3c. L’utilizzo del leverage

La leva finanziaria (leverage, in inglese) è uno strumento che permette di “prendere posizione” su un certo ammontare di denaro con un esborso molto inferiore. Molti degli strumenti derivati sfruttano la leva: ad esempio nei contratti per le opzioni o per i forwards non si paga alla stipulazione ma solo alla scadenza, esclusa una piccola cifra di premio (detto margine) per i costi di transazione. Quindi con, ipotizziamo, 10$ di margine è possibile stipulare un contratto con valore nominale di 100$, realizzando un investimento su un ammontare che è uguale al reciproco del margine. Nel nostro esempio, il margine è il 10% del nozionale, quindi una variazione del sottostante determina una variazione della posizione di 10 volte maggiore (1/0.10). Ad esempio, se il valore del titolo aumentasse del 5%, passando da 100 a 105, il guadagno sarebbe uguale a 5$. Ma all’inizio l’esborso di denaro è stato di 10$, quindi a ben pensarci si è ottenuto un profitto pari al 50% del capitale: un investimento niente male! E’ facile immaginare che con cifre maggiori (basterebbe aggiungere un paio di zeri a tutti i valori mostrati..) i profitti possono essere altissimi, relativamente all’ammontare pagato inizialmente. Ma è altrettanto intuitivo che possono essere molto grandi anche le perdite, in quanto una diminuzione del valore del titolo del 5% causerebbe la perdita di metà dell’investimento.

_Estratto dei dati_.
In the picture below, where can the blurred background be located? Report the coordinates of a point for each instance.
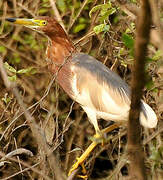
(104, 29)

_Compiti_.
(A) Rispondi a queste domande sul testo sulla leva finanziaria:
(i) Nei contratti per le opzioni o per i forwards, quando si paga?
(ii) Nell'esempio, a quale percentuale del nozionale corrisponde il margine?
(iii) Che effetto avrebbe una diminuzione del valore del titolo del 5%?
(B) Scrivi il seguito del testo sulla leva finanziaria a partire dal punto in cui si ferma.

_Elenco risposte_.
(A)
(i) Solo alla scadenza, esclusa una piccola cifra di premio (il margine) per i costi di transazione.
(ii) Al 10%.
(iii) Causerebbe la perdita di metà dell'investimento.

(B)
In definitiva, attraverso l’uso della leva finanziaria le banche d’investimento e gli operatori hanno la possibilità di investire su un ammontare di titoli dal valore molto superiore al capitale che dispongono. Questo può portare a grandi profitti ma anche a rapidi fallimenti.

3d. Gli hedge funds

Gli hedge funds sono fondi d’investimento che raccolgono soldi dai risparmiatori e li investono nel mercato finanziario. Come indica il verbo stesso to hedge (coprire o limitare, in inglese) dovrebbero basarsi sul principio della diversificazione del portafoglio, con il fine di minimizzare il rischio che le fluttuazioni dei mercati minaccino i soldi degli investitori. In realtà il gioco è molto più sottile e spudorato, e la volatilità del mercato viene sfruttata per ottenere i maggiori utili possibili.

Il meccanismo classico è quello di vendere allo scoperto alcune azioni e comprare a termine altre azioni. L’idea è complessa ma affascinante: per vendere un’azione allo scoperto la si deve chiedere “in prestito” al suo proprietario, con la promessa di restituirgliela successivamente. A questo punto si vende l’azione presa in prestito, con l’obiettivo di riacquistarla prima della data di restituzione, ovviamente con la previsione che il prezzo scenderà. In questo modo si hanno due vantaggi: al momento della vendita si entra in possesso di denaro liquido, che può essere a sua volta investito, e quando si ricompra l’azione si guadagna anche dalla differenza fra il prezzo a cui era stata venduta e il prezzo inferiore a cui viene riacquistata.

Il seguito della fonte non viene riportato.